** WRITTEN REQUEST **
Find the line containing "indicate the chest". Reproduce it and every line after it up to the end of the records, exactly as written.

Collected data entries
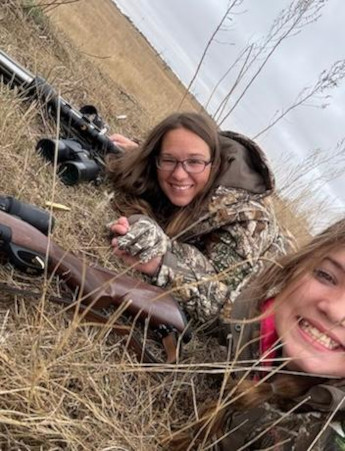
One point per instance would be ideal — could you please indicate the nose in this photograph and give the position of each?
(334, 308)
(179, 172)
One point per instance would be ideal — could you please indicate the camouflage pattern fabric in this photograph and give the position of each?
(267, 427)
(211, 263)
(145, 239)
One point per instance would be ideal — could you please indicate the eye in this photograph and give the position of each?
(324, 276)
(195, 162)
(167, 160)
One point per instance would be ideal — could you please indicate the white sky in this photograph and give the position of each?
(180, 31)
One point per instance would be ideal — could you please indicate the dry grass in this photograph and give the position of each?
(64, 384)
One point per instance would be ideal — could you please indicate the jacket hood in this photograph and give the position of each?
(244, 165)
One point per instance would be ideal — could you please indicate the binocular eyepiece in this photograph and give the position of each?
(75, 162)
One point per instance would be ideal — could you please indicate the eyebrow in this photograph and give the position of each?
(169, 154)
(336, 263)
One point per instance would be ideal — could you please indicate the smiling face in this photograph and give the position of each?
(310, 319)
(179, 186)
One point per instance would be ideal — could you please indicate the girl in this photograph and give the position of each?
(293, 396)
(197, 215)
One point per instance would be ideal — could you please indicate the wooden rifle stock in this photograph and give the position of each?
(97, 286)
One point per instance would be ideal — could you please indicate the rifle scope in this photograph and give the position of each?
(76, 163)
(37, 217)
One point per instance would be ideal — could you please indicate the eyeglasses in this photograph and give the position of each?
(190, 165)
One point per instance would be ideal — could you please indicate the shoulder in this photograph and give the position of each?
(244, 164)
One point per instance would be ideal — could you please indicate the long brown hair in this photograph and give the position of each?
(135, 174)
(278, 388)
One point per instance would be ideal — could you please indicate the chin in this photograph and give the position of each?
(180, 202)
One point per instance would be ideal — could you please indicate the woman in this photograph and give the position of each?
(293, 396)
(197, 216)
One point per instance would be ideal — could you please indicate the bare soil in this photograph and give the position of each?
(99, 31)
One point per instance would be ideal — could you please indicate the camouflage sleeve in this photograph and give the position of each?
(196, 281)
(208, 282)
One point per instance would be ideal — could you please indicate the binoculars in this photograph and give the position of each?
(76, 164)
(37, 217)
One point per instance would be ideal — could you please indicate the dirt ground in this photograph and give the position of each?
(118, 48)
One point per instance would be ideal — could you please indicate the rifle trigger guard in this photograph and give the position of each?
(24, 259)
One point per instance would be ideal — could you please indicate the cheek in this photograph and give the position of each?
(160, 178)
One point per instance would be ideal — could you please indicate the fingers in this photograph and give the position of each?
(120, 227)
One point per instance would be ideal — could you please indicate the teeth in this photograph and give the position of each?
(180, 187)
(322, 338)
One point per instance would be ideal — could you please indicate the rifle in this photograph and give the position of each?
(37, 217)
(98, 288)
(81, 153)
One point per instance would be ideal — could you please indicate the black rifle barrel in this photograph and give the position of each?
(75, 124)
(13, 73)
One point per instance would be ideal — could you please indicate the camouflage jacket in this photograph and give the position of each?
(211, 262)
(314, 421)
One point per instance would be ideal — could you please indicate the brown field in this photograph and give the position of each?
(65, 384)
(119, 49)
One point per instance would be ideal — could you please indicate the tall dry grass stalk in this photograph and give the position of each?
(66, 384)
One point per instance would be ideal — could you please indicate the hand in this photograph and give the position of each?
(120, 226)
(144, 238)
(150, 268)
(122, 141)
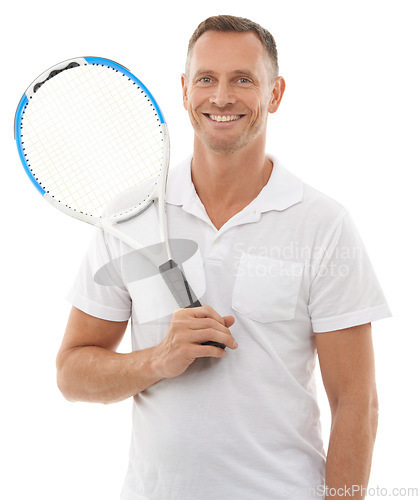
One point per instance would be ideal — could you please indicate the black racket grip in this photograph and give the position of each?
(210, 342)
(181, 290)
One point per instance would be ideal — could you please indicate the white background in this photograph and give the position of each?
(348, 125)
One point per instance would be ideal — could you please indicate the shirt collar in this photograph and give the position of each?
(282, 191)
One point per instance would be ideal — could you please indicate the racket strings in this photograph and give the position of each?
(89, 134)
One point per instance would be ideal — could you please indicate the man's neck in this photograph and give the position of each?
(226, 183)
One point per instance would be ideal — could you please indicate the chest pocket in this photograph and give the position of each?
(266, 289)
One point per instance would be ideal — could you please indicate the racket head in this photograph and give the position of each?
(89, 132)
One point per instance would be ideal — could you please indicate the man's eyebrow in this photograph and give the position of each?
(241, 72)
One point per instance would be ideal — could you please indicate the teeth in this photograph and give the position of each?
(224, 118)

** REPLY TO THE EXERCISE **
One point per instance would be ideal — could you please indicate the chest pocket in this photograph and give the position of each?
(266, 289)
One point per instance would be ideal — could you please indicate the racket head in this photograph and give the position of each?
(89, 132)
One point per instance would be ideal — could you please indicate the man's eyebrow in this photograph and give the position of each?
(241, 72)
One point per instance would be ideal — could you please indicate the teeth in this photograph and give the position of each?
(224, 118)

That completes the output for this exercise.